• _GOAL OF THE EXERCISE_: Find each line in the records that contains the string "panel", and copy those lines out.

• _DATA TO USE_:
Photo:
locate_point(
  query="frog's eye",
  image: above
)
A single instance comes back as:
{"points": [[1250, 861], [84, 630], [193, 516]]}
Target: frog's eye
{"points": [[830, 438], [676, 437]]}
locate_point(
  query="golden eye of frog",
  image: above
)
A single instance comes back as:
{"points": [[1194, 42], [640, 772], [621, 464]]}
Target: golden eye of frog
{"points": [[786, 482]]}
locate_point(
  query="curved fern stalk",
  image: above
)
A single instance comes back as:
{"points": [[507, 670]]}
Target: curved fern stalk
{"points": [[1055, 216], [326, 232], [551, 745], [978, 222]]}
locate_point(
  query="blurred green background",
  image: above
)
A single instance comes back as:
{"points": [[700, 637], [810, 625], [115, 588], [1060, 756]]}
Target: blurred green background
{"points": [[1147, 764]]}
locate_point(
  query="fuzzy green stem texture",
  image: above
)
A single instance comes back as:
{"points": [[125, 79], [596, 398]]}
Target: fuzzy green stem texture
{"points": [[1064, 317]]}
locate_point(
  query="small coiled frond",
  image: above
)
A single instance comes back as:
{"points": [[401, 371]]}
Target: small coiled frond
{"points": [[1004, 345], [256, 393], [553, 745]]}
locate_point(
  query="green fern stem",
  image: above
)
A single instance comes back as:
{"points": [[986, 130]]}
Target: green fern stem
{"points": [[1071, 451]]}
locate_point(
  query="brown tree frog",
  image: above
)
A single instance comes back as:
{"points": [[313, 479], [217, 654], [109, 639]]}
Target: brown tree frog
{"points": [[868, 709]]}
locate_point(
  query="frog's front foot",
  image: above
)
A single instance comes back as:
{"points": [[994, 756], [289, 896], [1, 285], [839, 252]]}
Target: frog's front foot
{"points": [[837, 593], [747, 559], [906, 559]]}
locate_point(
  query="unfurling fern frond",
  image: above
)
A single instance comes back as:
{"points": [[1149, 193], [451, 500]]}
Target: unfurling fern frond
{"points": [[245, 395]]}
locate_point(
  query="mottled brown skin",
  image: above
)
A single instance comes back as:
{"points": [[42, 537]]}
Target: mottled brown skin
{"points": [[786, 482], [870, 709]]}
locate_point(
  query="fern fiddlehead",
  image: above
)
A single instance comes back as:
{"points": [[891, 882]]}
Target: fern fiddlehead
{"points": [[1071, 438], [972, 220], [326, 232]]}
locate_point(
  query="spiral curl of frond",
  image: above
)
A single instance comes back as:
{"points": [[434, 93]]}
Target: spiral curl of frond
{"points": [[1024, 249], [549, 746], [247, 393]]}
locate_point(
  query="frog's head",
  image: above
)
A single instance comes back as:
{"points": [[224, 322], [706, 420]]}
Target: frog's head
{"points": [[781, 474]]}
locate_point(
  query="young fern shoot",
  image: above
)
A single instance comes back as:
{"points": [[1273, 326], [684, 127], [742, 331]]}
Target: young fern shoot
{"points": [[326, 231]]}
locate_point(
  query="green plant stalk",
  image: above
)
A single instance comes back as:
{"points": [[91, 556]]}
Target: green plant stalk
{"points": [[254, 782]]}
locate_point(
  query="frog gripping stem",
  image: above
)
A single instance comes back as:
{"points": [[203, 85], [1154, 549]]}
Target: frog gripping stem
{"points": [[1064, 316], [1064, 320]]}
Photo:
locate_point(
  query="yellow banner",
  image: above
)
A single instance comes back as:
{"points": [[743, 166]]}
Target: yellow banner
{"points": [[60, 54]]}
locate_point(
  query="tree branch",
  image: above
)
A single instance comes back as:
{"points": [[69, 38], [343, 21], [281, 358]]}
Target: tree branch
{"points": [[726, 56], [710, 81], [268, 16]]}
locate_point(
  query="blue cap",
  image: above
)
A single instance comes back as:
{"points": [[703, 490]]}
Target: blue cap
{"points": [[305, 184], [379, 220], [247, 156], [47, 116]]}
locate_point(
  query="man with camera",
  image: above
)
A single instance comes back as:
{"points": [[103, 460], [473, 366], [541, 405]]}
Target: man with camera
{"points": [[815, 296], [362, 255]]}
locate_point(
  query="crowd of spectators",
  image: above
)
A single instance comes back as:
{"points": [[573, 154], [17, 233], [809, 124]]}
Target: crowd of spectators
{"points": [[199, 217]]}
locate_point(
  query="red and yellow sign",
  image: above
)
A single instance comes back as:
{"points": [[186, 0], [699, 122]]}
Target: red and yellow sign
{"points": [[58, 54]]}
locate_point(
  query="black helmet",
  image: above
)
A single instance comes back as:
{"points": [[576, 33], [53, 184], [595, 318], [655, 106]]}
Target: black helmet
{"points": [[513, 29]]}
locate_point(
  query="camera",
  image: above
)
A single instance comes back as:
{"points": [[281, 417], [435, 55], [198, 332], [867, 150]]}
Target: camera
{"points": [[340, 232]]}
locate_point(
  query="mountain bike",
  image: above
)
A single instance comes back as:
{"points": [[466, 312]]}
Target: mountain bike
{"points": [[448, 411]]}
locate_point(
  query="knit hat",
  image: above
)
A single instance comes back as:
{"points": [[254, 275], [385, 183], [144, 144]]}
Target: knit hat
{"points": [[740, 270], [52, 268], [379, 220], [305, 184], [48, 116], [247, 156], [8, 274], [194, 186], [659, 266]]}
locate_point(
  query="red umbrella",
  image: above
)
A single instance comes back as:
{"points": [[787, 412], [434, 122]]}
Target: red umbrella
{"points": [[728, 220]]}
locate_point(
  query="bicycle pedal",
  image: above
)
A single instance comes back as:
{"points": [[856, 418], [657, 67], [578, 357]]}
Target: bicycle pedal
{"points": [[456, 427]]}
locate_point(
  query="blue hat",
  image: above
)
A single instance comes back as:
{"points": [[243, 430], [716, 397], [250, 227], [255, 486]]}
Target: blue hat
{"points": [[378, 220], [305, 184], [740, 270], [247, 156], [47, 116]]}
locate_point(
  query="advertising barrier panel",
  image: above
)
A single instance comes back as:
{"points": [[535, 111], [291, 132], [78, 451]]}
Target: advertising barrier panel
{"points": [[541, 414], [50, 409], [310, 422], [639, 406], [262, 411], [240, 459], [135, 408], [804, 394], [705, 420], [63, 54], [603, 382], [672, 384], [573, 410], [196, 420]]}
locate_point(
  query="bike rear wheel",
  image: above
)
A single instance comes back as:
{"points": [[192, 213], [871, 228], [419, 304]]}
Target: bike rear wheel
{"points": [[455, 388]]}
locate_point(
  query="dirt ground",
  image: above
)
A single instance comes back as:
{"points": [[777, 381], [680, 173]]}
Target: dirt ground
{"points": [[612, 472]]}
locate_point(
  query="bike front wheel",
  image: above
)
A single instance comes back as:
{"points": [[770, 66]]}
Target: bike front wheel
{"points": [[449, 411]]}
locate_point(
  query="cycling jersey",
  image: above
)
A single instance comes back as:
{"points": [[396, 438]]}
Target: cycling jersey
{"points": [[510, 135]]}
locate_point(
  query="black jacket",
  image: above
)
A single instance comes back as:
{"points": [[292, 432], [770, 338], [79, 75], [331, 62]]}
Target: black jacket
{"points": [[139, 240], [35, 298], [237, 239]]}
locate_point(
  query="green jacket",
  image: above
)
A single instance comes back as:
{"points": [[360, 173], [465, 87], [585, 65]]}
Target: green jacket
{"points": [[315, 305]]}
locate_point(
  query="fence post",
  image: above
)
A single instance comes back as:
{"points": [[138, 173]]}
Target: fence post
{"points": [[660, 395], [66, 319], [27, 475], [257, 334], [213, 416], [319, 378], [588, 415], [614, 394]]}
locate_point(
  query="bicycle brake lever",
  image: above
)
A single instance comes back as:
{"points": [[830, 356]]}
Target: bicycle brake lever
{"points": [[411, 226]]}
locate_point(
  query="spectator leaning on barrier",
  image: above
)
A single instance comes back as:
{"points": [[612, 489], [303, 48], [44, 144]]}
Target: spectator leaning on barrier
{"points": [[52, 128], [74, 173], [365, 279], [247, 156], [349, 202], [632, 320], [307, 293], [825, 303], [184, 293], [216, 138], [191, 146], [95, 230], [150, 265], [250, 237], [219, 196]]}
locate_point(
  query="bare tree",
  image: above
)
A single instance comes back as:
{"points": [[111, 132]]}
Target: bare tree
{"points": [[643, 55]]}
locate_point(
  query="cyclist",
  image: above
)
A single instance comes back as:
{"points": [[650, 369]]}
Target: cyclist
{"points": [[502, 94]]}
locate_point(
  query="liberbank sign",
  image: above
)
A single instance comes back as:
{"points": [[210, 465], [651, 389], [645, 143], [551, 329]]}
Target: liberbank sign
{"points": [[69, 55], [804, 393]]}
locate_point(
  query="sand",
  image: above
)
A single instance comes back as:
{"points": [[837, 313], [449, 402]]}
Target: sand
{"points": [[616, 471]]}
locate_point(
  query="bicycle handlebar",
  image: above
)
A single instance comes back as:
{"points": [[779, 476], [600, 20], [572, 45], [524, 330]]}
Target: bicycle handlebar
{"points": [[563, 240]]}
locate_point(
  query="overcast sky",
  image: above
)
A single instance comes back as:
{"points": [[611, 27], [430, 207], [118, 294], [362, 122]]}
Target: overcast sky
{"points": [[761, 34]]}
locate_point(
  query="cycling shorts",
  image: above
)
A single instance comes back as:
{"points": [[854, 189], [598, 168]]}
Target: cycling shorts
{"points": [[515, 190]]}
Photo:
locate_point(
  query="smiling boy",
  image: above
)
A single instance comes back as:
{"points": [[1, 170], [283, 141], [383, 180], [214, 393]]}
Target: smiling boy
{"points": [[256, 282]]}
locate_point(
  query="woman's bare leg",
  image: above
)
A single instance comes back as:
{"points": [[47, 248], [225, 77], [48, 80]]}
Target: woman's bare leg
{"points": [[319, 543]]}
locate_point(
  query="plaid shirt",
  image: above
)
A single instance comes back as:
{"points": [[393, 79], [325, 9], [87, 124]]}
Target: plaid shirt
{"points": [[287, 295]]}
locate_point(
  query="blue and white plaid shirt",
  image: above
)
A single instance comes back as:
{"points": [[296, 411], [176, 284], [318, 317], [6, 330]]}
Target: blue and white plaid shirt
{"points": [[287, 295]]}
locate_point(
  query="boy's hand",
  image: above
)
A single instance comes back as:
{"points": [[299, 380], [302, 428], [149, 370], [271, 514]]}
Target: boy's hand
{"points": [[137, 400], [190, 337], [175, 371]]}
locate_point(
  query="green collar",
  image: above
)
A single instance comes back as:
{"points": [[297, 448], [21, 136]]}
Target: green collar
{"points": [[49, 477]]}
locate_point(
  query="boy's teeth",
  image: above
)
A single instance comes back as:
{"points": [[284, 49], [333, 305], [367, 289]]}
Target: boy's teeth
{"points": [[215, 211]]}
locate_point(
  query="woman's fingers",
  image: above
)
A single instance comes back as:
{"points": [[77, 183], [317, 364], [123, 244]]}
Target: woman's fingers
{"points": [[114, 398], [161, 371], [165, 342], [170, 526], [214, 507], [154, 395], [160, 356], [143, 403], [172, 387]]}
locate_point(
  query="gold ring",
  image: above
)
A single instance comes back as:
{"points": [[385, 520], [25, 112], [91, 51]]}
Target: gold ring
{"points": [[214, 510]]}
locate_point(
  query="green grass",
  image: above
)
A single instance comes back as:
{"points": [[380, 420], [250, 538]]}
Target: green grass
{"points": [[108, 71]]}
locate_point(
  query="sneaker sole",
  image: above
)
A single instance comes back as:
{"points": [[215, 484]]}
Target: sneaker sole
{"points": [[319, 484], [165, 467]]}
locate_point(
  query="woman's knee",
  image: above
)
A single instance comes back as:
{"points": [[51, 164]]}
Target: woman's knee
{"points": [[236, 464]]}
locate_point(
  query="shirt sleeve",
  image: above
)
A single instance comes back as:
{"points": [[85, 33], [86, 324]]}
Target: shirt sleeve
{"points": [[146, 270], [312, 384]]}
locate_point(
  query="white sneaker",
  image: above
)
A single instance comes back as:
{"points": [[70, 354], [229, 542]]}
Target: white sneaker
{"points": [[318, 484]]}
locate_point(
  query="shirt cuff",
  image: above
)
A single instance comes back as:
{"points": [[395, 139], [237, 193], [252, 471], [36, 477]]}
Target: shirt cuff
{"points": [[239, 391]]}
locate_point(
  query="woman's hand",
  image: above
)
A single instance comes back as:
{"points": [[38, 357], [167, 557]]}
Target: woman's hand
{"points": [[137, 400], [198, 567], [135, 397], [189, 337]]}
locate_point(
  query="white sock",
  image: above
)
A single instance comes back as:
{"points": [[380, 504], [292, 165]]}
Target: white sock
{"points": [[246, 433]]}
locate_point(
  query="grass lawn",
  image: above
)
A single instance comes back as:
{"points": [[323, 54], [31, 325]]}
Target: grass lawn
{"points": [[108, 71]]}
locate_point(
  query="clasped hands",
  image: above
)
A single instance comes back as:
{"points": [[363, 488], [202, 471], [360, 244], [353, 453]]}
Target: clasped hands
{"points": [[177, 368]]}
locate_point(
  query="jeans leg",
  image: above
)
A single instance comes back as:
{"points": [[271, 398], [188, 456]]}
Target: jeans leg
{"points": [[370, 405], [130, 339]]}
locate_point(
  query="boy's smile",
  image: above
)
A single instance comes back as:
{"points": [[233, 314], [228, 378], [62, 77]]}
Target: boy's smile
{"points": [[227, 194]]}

• _THE SOLUTION_:
  query="advertising barrier panel",
Target: advertising barrier panel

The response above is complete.